#### [EXCERPT TO READ]

◆ ◆ ◆

In Competition 2811 you were invited to take an existing word and alter it by a) adding a letter; b) changing a letter; and c) deleting a letter; and to supply definitions for all three new words.
 
First of all, apologies for any unintentional ambiguity in the brief. Most of you got it but a few complained that my instructions weren’t as clear as they might have been. The idea was to revert to the original word at each stage of the exercise.
 
This challenge goes down a storm over at the Washington Post, which regularly throws down the gauntlet to followers of its magnificent ‘Style Invitational’ contest. It proved equally popular this side of the pond and the entries came flooding in.
 
Alison Zucker impressed with Litterature: free newspapers abandoned on public transport as did Peter Goulding with Frostitute: a person who performs sexual favours for money above the Arctic Circle. I also liked Derek Morgan’s Fausterity: a cutback in government funding for grand opera and Juliet Blaxland’s hippocraic: the jollity surrounding any event involving horses.
 
The winners earn £15 each except for Frank McDonald and Basil Ransome-Davies, who take £30.

Villanelle; Sestina
The villainelle’s a poem that tells a tale
Of rogues and robbers and of life in jail.
The Willanelle’s a parody on the bard
That mocks his sonnet stuff, which isn’t hard.
The illanelle is verse to make you vomit
And Eliot made a lot of money from it.
The seastina is something Masefield wrote
On quinquireme and galleon, barge and boat.
The sextina’s a love poem whose agenda
Has everything to do with the pudenda.

◆ ◆ ◆

#### [INFORMATION SHOWN]
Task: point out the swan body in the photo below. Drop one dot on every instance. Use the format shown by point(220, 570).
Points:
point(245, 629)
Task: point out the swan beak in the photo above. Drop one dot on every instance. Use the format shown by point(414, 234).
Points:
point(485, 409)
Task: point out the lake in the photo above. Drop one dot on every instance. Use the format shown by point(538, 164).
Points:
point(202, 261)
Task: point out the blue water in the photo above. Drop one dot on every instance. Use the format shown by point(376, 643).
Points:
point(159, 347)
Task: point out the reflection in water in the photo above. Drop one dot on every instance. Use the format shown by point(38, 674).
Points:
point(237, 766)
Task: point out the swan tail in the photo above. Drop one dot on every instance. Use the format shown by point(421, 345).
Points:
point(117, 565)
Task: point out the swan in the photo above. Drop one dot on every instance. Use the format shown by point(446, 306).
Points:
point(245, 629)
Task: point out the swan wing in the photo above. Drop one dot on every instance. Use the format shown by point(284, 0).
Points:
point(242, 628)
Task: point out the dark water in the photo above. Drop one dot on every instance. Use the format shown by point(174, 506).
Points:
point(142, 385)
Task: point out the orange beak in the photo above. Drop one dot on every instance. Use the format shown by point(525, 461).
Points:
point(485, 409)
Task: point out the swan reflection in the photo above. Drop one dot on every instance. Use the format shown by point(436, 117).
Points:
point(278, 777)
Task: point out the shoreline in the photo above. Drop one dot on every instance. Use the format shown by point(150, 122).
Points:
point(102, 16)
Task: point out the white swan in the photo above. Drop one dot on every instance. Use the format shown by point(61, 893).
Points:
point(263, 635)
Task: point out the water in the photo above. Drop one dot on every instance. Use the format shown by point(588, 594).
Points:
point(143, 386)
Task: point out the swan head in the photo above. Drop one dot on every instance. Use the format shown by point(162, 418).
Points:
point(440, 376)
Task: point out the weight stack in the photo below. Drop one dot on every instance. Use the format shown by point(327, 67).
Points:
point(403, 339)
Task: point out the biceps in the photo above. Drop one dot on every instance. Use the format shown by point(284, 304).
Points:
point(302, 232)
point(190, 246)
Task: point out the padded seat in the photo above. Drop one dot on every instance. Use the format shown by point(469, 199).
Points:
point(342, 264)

◆ ◆ ◆

#### [TASKS TO COMPLETE]
1 – According to the competition report, how much do Frank McDonald and Basil Ransome-Davies each earn?
2 – Reproduce part of the competition report verbatim, beginning at the words "Villanelle; Sestina" and stopping after "which isn’t hard.".
3 – Pick up the competition report on wordplay entries after its final line and keep writing.

#### [OUTPUTS FOR THE TASKS]
1 – £30 each.

2 –
Villanelle; Sestina
The villainelle’s a poem that tells a tale
Of rogues and robbers and of life in jail.
The Willanelle’s a parody on the bard
That mocks his sonnet stuff, which isn’t hard.

3 –
The estina, first written in Montmartre,
Is based on being, being based on Sartre.
Frank McDonald
Facebook
 
Farcebook: Facebook
Fakebook: Facebook
Acebook: Pride and Prejudice
Interlude
Pinterlude: protracted pause
Interdude: hip mortician
Interude: trolling
Basil Ransome-Davies
 
Transubstantiation
Transpubstantiation: The miraculous conversion of a week’s wages into pints of Guinness
Iransubstantiation: An attempt, by any high-ranking western official, to justify yet another shift in Middle East policy
Tansubstantiation: Replacing one’s pasty complexion with something darker from spray bottle
The defence secretary’s failed attempts at Iransubstantiation, coupled with the sad orange results of his tansubstantiation, led inevitably to transpubstantiation.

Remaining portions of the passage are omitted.